WORK INSTRUCTIONS:
Reproduce the data below in full. Nothing should differ from the original.

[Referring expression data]
************
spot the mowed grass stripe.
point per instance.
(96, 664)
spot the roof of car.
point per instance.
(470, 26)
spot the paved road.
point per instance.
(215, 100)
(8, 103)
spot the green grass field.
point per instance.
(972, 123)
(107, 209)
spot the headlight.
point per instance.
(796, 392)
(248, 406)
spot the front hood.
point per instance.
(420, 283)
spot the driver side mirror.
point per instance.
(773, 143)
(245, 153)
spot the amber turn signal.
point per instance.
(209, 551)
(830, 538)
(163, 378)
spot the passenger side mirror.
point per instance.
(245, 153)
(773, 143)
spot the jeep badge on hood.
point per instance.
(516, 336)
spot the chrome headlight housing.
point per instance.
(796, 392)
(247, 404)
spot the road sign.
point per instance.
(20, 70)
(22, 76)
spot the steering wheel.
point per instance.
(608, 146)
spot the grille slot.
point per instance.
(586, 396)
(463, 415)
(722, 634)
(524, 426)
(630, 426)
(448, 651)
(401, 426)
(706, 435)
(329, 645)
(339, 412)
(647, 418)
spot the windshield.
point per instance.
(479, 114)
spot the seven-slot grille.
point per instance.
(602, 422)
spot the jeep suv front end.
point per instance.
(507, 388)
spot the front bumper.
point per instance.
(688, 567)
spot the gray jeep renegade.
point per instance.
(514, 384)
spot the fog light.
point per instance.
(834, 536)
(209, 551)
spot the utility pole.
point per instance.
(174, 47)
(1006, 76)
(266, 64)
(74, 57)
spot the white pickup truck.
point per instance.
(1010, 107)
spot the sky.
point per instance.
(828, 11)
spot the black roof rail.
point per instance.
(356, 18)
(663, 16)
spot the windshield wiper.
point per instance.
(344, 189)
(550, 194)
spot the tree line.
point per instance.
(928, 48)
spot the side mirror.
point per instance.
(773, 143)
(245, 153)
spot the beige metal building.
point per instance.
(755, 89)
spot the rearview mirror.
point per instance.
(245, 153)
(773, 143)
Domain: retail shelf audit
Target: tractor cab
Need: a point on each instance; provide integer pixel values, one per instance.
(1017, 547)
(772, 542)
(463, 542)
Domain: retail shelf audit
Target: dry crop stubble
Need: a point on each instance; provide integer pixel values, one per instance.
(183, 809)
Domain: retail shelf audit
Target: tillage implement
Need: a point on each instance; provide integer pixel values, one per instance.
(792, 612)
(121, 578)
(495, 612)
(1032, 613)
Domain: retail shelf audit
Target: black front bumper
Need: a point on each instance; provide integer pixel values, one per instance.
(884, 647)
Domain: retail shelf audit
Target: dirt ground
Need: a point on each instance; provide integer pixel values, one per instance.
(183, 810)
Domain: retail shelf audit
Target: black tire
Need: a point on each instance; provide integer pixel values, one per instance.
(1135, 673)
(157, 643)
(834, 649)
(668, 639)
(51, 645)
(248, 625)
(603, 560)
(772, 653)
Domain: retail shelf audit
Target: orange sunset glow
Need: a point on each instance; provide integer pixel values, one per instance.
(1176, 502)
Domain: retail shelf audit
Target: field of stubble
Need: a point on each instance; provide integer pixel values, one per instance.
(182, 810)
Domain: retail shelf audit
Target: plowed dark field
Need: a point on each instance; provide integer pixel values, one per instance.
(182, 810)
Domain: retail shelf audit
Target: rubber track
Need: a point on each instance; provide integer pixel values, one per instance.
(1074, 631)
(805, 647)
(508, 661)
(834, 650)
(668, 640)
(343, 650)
************
RESULT:
spot the mowed grass stripe.
point per instance.
(96, 664)
spot the roof of car.
point per instance.
(470, 26)
spot the paved road.
point per instance.
(215, 100)
(8, 103)
spot the green grass field.
point per instance.
(972, 123)
(107, 209)
spot the headlight.
point per instance.
(796, 392)
(248, 406)
spot the front hood.
point per instance.
(420, 283)
spot the driver side mirror.
point per instance.
(773, 143)
(245, 153)
spot the amber turn signal.
point per instance.
(209, 551)
(830, 538)
(163, 378)
spot the passenger side mirror.
point per instance.
(245, 153)
(773, 143)
spot the jeep badge on hood.
point per instance.
(516, 336)
spot the chrome headlight housing.
point per instance.
(796, 392)
(247, 404)
spot the road sign.
point per instance.
(20, 70)
(22, 76)
spot the steering wheel.
point per instance.
(608, 146)
spot the grille slot.
point per instance.
(586, 396)
(463, 415)
(722, 634)
(524, 426)
(630, 426)
(448, 651)
(401, 426)
(706, 435)
(329, 645)
(339, 412)
(647, 418)
spot the windshield.
point per instance.
(479, 114)
spot the seven-slot grille.
point per instance.
(602, 422)
spot the jeep suv front end.
point per instance.
(507, 388)
spot the front bumper.
point per instance.
(688, 567)
spot the gray jeep renegade.
point per instance.
(514, 384)
spot the fog light.
point per instance.
(834, 536)
(209, 551)
spot the utility pole.
point per instance.
(174, 47)
(1006, 76)
(266, 64)
(74, 57)
spot the white pickup truck.
point per instance.
(1010, 107)
spot the sky.
point per instance.
(828, 11)
spot the black roof rail.
point per instance.
(356, 18)
(663, 16)
spot the windshield wiper.
point per instance.
(344, 189)
(550, 194)
spot the tree line.
point per instance.
(928, 48)
spot the side mirror.
point per instance.
(773, 143)
(245, 153)
spot the beige metal building.
point per instance.
(755, 89)
spot the rearview mirror.
point per instance.
(245, 153)
(773, 143)
Domain: retail shelf audit
Target: tractor cab
Need: a point on each instance; provide integer pixel values, one per instance.
(1017, 547)
(772, 542)
(463, 542)
Domain: retail shelf audit
Target: dry crop stubble
Need: a point on each instance; provide integer pixel values, one per instance.
(183, 809)
Domain: retail shelf audit
Target: tillage implement
Need: a point on each instance; provide integer pixel values, one per instance.
(792, 612)
(121, 578)
(495, 612)
(1032, 613)
Domain: retail shelf audit
Target: black front bumper
Need: a point on each instance; provide integer pixel values, one per instance.
(884, 647)
Domain: retail shelf audit
Target: dirt ground
Need: a point on each instance; provide integer pixel values, one per instance.
(183, 810)
Domain: retail shelf audit
Target: black tire
Need: a point on each instance; provide integer pixel values, one per instance.
(1135, 673)
(157, 643)
(834, 649)
(668, 639)
(51, 645)
(248, 625)
(603, 560)
(772, 653)
Domain: retail shelf audit
Target: orange sunset glow
Need: a point on each instance; provide integer pixel values, one per instance.
(1176, 502)
Domain: retail shelf audit
Target: field of stubble
Need: a point on each instance; provide integer pixel values, one per instance.
(182, 810)
Domain: retail shelf audit
Target: plowed dark field
Need: a point on each instance; provide integer pixel values, one per instance.
(182, 810)
Domain: retail shelf audit
Target: rubber track
Need: a point on each instance; provide integer pixel values, one per instance.
(1074, 631)
(805, 647)
(508, 661)
(834, 650)
(668, 640)
(343, 650)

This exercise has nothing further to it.